- Task to complete -
Each line from the one containing "form [365, 41]." through the last line of the records below is to be repeated as written, with nothing added.

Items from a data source
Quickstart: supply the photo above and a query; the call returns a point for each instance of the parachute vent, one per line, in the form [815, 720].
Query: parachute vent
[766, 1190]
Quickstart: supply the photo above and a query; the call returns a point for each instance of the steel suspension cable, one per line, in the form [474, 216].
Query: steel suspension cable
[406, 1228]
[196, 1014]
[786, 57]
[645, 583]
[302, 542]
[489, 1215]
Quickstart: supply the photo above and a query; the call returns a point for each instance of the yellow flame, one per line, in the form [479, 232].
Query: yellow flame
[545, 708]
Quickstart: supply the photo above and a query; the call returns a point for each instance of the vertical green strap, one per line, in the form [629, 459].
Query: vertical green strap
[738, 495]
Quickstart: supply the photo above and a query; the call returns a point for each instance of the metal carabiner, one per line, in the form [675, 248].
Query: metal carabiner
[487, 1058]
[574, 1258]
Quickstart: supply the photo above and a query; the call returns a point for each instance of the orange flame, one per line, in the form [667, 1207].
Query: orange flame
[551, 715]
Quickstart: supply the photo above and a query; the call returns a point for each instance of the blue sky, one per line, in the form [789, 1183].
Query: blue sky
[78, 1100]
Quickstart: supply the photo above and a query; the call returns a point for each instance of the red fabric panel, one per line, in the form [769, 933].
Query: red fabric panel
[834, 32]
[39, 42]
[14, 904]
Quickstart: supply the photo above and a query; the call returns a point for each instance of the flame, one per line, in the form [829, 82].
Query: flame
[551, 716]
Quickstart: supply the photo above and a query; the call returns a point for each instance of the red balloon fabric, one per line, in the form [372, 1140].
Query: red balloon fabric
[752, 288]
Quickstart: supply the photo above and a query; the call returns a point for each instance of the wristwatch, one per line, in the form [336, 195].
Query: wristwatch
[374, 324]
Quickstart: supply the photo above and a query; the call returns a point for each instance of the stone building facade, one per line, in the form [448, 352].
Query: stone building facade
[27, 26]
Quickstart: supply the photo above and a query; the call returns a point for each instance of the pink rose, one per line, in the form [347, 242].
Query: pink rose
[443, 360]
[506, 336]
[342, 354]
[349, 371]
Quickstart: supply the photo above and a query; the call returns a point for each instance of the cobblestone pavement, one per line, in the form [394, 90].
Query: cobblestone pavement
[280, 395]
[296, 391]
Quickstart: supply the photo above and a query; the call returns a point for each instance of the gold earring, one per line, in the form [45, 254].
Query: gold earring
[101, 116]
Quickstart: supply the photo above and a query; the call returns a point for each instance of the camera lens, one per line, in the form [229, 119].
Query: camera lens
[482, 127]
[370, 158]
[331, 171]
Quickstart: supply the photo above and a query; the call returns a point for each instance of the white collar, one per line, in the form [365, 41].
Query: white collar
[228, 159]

- Task result -
Quickstart: supply the photo above and a query; the call returns a point for each instance of the white collar, one per line, in the form [365, 41].
Query: white collar
[228, 159]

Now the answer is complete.